### Exercise directions
Among the records that follow, how many lines contain the word "curtain"? Give the number and no other words.

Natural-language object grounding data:
# # #
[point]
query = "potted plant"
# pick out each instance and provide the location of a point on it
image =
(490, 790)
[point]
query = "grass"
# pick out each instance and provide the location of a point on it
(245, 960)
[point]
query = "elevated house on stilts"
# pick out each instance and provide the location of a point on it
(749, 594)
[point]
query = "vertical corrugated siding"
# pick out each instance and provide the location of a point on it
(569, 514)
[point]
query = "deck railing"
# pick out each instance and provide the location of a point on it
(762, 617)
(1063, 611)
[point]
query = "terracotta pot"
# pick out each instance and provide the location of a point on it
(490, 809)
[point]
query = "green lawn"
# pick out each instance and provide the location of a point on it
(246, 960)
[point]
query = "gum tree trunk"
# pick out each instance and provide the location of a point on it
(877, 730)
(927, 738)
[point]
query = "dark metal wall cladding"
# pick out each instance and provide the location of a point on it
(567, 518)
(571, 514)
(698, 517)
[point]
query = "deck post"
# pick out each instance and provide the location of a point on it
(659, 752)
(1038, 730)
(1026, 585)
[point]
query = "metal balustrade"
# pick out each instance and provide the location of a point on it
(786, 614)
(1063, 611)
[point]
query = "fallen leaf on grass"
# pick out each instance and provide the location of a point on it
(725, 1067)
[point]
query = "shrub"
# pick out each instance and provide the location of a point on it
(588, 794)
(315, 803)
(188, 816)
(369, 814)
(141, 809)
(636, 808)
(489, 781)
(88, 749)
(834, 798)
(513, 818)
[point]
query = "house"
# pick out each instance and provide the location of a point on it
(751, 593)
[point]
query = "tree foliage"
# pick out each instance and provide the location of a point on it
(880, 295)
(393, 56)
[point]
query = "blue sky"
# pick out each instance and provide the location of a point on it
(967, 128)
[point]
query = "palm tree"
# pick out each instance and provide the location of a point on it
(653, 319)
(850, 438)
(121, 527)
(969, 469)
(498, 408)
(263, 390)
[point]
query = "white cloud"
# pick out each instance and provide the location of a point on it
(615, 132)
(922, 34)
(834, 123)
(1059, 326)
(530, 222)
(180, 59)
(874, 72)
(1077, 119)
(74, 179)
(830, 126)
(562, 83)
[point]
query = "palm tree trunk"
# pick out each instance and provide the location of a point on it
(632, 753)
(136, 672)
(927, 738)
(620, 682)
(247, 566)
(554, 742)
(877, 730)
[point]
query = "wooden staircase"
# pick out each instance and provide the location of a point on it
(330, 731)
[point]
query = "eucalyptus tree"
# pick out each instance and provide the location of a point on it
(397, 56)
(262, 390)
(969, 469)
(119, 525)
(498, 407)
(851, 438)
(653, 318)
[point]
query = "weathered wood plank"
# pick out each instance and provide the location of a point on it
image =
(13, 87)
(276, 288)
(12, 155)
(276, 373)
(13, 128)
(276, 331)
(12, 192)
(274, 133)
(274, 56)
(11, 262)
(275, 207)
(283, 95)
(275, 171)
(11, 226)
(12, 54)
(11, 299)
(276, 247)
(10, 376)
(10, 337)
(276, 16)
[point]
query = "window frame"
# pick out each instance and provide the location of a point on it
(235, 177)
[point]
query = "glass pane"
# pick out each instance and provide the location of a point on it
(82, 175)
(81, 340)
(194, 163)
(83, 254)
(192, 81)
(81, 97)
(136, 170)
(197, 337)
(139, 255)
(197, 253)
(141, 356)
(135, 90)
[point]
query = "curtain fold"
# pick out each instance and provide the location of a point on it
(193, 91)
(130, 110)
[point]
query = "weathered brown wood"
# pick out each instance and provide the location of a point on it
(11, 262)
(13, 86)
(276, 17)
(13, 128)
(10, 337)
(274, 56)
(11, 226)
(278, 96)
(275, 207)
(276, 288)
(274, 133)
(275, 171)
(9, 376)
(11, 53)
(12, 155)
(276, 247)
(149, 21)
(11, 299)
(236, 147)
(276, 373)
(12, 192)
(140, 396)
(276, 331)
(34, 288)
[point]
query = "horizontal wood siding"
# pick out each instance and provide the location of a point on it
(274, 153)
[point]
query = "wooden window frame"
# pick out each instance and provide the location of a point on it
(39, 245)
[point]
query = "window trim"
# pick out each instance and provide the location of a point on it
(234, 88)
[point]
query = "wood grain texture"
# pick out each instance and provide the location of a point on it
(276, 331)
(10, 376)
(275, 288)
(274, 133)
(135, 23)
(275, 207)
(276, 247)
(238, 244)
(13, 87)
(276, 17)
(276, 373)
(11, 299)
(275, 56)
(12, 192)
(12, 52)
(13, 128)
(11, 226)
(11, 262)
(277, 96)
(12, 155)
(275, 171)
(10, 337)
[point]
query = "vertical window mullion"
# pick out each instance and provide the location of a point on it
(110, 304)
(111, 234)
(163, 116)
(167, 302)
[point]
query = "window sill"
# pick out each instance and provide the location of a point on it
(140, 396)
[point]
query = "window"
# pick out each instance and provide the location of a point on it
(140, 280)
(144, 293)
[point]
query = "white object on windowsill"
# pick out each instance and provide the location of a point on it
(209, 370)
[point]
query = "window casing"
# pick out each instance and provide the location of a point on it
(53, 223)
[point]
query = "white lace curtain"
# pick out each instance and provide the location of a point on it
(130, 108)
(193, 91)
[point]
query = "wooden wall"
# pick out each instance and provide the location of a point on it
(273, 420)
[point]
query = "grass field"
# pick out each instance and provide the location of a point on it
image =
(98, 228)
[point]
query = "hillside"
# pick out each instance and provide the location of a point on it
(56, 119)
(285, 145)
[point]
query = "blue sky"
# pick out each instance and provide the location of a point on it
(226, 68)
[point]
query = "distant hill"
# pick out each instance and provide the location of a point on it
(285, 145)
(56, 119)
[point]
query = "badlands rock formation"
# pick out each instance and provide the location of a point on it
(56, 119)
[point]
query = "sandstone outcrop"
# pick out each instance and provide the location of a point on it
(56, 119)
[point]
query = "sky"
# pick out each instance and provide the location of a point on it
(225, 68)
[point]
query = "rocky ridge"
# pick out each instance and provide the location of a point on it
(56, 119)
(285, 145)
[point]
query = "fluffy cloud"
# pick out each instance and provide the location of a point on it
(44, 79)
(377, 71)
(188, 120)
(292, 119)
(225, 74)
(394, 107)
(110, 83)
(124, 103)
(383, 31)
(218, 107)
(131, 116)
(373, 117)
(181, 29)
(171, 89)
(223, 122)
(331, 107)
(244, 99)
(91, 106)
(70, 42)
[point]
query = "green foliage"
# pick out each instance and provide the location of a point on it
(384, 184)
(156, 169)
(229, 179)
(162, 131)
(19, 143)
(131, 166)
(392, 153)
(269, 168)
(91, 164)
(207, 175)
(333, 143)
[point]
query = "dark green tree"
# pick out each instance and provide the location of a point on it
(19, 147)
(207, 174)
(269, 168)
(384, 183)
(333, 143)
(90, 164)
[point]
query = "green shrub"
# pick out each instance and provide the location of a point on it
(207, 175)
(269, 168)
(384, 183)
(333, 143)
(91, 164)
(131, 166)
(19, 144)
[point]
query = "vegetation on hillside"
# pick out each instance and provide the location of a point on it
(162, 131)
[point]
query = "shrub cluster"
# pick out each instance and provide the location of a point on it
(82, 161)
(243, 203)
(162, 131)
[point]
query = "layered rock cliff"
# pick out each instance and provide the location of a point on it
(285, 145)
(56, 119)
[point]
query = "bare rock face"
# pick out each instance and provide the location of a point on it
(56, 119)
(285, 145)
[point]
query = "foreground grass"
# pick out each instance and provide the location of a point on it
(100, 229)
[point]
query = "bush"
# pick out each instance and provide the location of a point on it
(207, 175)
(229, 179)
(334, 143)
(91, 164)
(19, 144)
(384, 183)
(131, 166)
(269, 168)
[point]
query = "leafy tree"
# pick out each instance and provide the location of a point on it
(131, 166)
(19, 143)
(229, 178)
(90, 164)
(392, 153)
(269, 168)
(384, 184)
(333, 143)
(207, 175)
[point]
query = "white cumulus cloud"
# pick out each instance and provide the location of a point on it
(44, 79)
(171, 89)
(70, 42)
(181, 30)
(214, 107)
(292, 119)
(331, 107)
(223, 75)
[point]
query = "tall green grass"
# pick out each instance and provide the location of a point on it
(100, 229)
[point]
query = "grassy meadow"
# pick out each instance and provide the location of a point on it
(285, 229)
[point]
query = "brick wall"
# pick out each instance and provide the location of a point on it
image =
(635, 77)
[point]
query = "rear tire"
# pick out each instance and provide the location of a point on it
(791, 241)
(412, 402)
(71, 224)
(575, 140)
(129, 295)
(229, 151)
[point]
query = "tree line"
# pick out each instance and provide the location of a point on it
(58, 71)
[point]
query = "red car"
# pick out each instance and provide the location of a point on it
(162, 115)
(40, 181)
# # #
### Solution to the problem
2